Given instruction
Rewrite the records from the first line through the line containing "(678, 1126)", both included, and offset every point coordinate by adding 33 to each number. Copy all other lines unchanged.
--------------------
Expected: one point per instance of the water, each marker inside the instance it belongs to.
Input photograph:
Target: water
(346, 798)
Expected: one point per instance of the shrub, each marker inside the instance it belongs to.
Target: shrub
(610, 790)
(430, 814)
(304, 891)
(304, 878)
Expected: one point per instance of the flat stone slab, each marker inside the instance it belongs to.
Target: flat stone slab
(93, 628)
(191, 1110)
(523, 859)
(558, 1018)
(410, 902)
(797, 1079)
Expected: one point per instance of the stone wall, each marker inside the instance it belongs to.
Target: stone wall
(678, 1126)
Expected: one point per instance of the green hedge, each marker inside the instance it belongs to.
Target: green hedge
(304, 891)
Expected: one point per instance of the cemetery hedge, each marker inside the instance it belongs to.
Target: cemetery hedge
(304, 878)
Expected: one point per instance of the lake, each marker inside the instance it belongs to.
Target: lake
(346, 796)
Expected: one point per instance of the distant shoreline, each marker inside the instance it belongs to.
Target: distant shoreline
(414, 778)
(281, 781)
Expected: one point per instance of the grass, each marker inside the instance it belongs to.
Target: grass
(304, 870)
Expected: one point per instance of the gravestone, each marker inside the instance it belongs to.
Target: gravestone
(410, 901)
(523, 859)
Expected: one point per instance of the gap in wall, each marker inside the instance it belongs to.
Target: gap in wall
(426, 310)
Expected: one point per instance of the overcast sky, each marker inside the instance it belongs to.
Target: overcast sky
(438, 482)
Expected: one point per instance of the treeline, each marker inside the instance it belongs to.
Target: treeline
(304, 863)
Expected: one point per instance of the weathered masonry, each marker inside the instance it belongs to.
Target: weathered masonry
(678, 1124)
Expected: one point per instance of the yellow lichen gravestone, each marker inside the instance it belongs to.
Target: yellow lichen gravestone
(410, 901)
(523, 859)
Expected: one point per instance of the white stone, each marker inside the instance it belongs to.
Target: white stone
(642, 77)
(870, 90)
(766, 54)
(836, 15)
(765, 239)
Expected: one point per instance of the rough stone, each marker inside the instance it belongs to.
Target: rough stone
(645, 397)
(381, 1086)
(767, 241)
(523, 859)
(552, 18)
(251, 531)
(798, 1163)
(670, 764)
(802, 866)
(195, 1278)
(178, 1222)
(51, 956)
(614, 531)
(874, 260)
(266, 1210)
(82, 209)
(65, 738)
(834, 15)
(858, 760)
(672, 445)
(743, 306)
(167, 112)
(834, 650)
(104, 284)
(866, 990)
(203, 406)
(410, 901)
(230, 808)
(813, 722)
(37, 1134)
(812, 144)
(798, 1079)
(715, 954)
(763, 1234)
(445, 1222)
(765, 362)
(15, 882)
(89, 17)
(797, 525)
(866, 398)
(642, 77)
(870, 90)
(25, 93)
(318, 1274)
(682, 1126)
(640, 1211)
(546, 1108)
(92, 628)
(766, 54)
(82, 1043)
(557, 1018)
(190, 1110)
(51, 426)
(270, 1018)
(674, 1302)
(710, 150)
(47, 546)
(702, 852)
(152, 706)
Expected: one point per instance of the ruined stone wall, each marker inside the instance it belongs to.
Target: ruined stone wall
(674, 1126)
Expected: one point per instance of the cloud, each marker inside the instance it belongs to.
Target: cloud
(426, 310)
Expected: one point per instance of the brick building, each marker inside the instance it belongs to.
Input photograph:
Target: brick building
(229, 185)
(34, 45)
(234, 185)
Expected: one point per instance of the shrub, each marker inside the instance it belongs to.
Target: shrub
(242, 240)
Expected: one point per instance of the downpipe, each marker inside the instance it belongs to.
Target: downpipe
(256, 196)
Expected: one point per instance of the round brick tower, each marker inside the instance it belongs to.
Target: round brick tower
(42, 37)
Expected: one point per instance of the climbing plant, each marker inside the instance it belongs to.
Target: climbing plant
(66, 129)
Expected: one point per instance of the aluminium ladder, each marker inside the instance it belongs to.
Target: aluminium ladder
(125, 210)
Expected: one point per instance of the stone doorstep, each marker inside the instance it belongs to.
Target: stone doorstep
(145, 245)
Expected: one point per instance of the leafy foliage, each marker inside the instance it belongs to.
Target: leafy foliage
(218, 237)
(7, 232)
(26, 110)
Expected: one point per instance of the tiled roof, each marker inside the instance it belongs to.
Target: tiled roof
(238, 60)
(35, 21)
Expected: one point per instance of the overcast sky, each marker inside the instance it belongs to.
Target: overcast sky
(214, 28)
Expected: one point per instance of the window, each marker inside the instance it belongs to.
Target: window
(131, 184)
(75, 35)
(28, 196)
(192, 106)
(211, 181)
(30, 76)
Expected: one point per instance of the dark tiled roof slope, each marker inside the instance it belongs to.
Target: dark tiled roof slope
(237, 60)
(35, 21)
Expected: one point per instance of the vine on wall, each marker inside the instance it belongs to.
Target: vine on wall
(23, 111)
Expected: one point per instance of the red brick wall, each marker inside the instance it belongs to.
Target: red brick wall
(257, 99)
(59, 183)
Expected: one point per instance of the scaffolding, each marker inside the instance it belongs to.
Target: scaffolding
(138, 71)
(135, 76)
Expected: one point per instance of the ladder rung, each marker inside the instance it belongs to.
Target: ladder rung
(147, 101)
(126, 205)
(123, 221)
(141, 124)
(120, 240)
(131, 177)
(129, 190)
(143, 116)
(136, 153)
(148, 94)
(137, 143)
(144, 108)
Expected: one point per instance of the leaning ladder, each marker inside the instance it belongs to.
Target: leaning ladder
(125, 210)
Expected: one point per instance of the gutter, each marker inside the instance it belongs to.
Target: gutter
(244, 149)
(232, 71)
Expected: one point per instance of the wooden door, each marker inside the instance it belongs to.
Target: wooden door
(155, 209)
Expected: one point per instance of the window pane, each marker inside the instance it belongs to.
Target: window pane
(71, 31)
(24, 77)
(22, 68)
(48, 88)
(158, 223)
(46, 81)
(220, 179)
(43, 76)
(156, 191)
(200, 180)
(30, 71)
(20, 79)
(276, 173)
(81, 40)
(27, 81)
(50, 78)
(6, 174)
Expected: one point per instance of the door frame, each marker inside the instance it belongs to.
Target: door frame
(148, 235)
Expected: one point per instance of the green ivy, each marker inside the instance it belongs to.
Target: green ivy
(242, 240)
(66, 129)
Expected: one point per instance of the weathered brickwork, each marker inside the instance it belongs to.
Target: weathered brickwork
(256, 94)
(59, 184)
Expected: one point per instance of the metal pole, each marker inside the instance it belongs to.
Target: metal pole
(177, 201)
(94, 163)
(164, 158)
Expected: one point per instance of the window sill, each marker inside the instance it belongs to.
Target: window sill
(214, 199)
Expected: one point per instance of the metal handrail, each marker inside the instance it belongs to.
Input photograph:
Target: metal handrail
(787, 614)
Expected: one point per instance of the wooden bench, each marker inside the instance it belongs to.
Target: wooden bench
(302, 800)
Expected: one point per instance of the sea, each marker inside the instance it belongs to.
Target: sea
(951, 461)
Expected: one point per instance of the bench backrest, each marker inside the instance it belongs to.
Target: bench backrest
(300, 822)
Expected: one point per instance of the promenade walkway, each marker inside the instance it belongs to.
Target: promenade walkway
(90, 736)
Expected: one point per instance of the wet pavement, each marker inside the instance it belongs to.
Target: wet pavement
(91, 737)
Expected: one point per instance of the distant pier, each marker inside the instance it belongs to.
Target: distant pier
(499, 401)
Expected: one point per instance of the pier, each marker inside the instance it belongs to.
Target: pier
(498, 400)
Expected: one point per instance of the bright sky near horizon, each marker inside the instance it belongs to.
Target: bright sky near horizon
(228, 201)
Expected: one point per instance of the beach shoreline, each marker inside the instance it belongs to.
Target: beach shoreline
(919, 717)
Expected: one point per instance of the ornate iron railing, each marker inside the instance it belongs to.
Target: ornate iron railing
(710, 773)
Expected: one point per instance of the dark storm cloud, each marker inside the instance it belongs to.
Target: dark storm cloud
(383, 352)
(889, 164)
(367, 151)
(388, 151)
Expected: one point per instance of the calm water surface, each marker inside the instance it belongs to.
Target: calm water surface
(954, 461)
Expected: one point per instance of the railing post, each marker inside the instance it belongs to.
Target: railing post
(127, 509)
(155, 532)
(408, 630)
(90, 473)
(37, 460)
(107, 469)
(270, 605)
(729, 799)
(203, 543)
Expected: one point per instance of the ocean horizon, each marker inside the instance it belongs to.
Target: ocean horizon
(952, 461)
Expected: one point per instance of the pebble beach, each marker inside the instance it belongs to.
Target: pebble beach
--------------------
Answer to this exercise
Expected: one point per instance of the water, each marker inside the instance it belongs to.
Input photograph:
Target: water
(379, 831)
Expected: one point per instance of the shrub, each marker inside the instance it belongs to.
Target: shrub
(643, 823)
(463, 847)
(337, 924)
(337, 911)
Expected: one point per instance of the flat stone slab, each marker inside the instance it belongs to.
Target: flat stone slab
(126, 661)
(224, 1143)
(556, 892)
(591, 1051)
(443, 935)
(830, 1112)
Expected: one point per instance of the stone wall, each marker inside the instance it belongs to.
Target: stone wall
(711, 1159)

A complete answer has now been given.